----- KUTIPAN TEKS -----

Surat Cinta

Untukmu Calon Suamiku,

Sudah sewindu aku menjadi kekasihmu, sudah sewindu aku mencoba menjadi yang paling mengerti dirimu meski belum seperti ayah dan ibumu, sudah sewindu aku menantikan hari bahagia ini. Hari yang selalu diimpikan perempuan normal seusiaku, ya..kamu melamarku. Aku sempat memikirkan beberapa hal sebelum aku mengatakan jawabanku padamu.

Kupikir sewindu cukup untuk memastikan bahwa kamu memang benar berjenis kelamin laki-laki. Oke mungkin ini pikiran yang konyol, tapi tidak terlalu salah mencari kepastian ini sebelum menikah. Ya..aku memang perlu tahu jika kamu memang benar laki-laki yang belum menikah.

Rasanya tak perlu banyak waktu untuk bisa membaca kamu. Dua bulan masa pendekatan adalah waktu yang cukup membuatku yakin kamu pantas untuk kukenal secara lebih dalam setelah kesepakatan ikatan yang biasa mereka sebut “jadian”. Sewindu ini aku makin paham, bukan hanya kamu, tapi bagaimana lingkungan teman, kerabat dan keluargamu.

Dalam sepertiga malamku bercengkrama bersama Sang Maha Dewa aku sempat bertanya, seberapa tulus aku bisa memberikan semua cintaku padamu, seberapa ikhlas aku mampu mencurahkan seluruh hidupku hanya untukmu, seberapa tahan aku menahan ego yang selama ini kurasakan sangat mendominasi perjalanan cinta kita selama sewindu?. Apakah kamu nahkoda yang baik untukku, yang tak sekedar menyuruh melainkan juga menuntunku. Apakah aku bisa mendengar dan menerima semua keputusanmu?, apakah aku bisa kamu bimbing menuju surga seperti yang Tuhan janjikan jika istri patuh pada suaminya. Sang Maha Dewa pun memberi jawaban lewat keyakinan hati yang datang seiring waktu yang kujalani bersamamu.

----- BAHAN YANG DIBERIKAN -----

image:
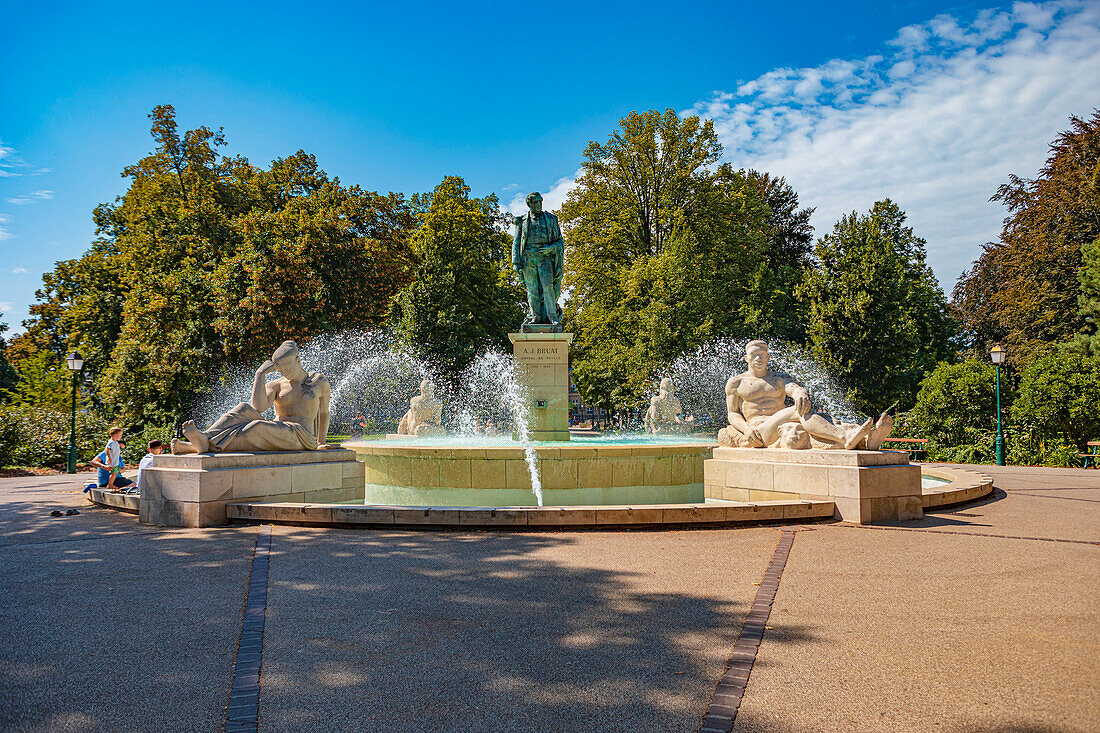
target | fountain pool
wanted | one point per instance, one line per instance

-----

▶ PEKERJAAN YANG DIMINTA:
Tampilkan salinan persis bagian surat cinta di atas. Mulailah dari kata-kata yang memuat "Dalam sepertiga malamku" dan berhenti setelah "yang kujalani bersamamu.".

▶ JAWABAN TERTULIS:
Dalam sepertiga malamku bercengkrama bersama Sang Maha Dewa aku sempat bertanya, seberapa tulus aku bisa memberikan semua cintaku padamu, seberapa ikhlas aku mampu mencurahkan seluruh hidupku hanya untukmu, seberapa tahan aku menahan ego yang selama ini kurasakan sangat mendominasi perjalanan cinta kita selama sewindu?. Apakah kamu nahkoda yang baik untukku, yang tak sekedar menyuruh melainkan juga menuntunku. Apakah aku bisa mendengar dan menerima semua keputusanmu?, apakah aku bisa kamu bimbing menuju surga seperti yang Tuhan janjikan jika istri patuh pada suaminya. Sang Maha Dewa pun memberi jawaban lewat keyakinan hati yang datang seiring waktu yang kujalani bersamamu.